Rewrite the records below as a JSON list of strings, one string per line, leaving out blank lines and the pictures.

>>>>

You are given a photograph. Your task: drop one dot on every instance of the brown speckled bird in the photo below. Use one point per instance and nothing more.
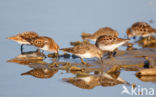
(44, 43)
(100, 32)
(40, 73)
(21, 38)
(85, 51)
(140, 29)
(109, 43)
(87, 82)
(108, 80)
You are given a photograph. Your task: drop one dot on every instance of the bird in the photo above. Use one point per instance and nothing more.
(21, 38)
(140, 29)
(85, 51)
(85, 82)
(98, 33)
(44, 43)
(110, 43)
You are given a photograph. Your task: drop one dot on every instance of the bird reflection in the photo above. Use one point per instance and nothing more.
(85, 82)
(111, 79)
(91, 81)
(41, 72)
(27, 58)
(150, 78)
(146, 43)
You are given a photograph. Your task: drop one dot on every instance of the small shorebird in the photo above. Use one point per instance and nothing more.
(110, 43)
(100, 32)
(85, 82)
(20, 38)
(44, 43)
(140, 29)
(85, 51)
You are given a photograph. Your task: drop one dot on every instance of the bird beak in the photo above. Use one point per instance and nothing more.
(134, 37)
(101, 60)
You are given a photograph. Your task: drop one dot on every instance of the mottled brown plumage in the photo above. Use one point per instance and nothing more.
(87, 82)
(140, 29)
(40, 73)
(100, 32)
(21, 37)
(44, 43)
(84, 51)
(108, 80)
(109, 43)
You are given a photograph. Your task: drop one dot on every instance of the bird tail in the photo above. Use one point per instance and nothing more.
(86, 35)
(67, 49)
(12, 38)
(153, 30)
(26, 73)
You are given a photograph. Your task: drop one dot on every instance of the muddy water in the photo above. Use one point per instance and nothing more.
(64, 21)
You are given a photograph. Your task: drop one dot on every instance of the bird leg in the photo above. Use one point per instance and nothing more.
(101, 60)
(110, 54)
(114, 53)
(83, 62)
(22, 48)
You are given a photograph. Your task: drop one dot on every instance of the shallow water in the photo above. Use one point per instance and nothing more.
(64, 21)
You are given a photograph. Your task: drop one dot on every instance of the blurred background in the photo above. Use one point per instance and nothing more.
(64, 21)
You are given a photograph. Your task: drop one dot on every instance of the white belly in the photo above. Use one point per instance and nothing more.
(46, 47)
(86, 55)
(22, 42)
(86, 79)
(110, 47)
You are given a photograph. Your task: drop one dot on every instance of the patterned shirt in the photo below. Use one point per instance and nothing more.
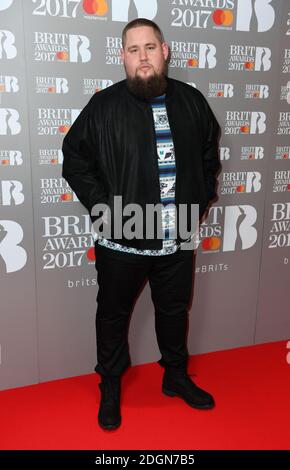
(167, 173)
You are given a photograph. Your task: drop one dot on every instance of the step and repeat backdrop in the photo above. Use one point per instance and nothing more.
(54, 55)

<<<<

Problem solution:
[
  "You are given a photograph. Your task: drop one dot on every instance of the brown speckled bird in the photo below. Use one point per instance and nothing more.",
  "(44, 43)",
  "(100, 32)",
  "(40, 73)",
  "(21, 38)",
  "(85, 51)",
  "(140, 29)",
  "(109, 43)",
  "(87, 82)",
  "(108, 80)",
  "You are given a photograph. Your task: drop one dot on every instance of the bird in the photo above. Use one point per instance and nothing more.",
  "(21, 38)",
  "(140, 29)",
  "(85, 51)",
  "(85, 82)",
  "(98, 33)",
  "(44, 43)",
  "(110, 43)",
  "You are given a photograph. Your task: drop one dot on every instance of the bird reflection in the photo above. Use one point per instance and nothing more.",
  "(85, 82)",
  "(111, 79)",
  "(91, 81)",
  "(41, 72)",
  "(27, 58)",
  "(150, 78)",
  "(146, 43)",
  "You are given a photograph. Your task: drop one dot on every instance of the small shorebird in the photo above. Use one point per instance and nothing more.",
  "(110, 43)",
  "(100, 32)",
  "(85, 82)",
  "(20, 38)",
  "(44, 43)",
  "(140, 29)",
  "(85, 51)",
  "You are given a photograph. Your task: drop one dot on every instance of the bird beak in the photo above. Use one point per instance and nothing more.",
  "(134, 37)",
  "(101, 60)",
  "You are given a photograph. Your task: drop one dot on every instance of the mottled brown plumage in the photo above. Use one point per instance and nothing more.",
  "(87, 82)",
  "(140, 29)",
  "(40, 73)",
  "(100, 32)",
  "(21, 37)",
  "(44, 43)",
  "(84, 51)",
  "(108, 80)",
  "(109, 43)",
  "You are given a photograph. Your task: drop one dot on every instance of the bird tail in the photo above. Use one point per instance and nothing more.",
  "(86, 35)",
  "(67, 49)",
  "(12, 38)",
  "(153, 30)",
  "(26, 73)",
  "You are given a photograph. Your task: drop one dot on every instance of the muddy water in the photo above. Use one point per instance and nothing more.",
  "(64, 21)",
  "You are given a photograph. Your task: drop one dot on every instance of the bird leg in the photo above. Use one point per instance and nothing more.",
  "(101, 60)",
  "(110, 54)",
  "(114, 53)",
  "(83, 62)",
  "(22, 48)",
  "You are given a photograph. Your task: drop one dot on every instance of the shallow water in the photo above. Use one point per instance and nothing more.",
  "(64, 21)",
  "You are given a photograph. Your task: drop one dot on every instance of the blurred background in the photo above. Use one point per instance and nothing more.",
  "(64, 21)",
  "You are given a photograph. Your task: drop one dot on every instance of the white belly in the photo above. Use one point per instance and nothing more.",
  "(46, 47)",
  "(86, 55)",
  "(22, 42)",
  "(86, 79)",
  "(110, 47)",
  "You are given a photograph. Your task: drop one dot on every instance of the patterned shirt in the photo below. Use one point per instance and nothing more.",
  "(167, 173)",
  "You are given a photograph. Your task: drop one dot on every instance of the step and repeat backdrop in the photo above. Use one point per instance and nothing more.",
  "(54, 55)"
]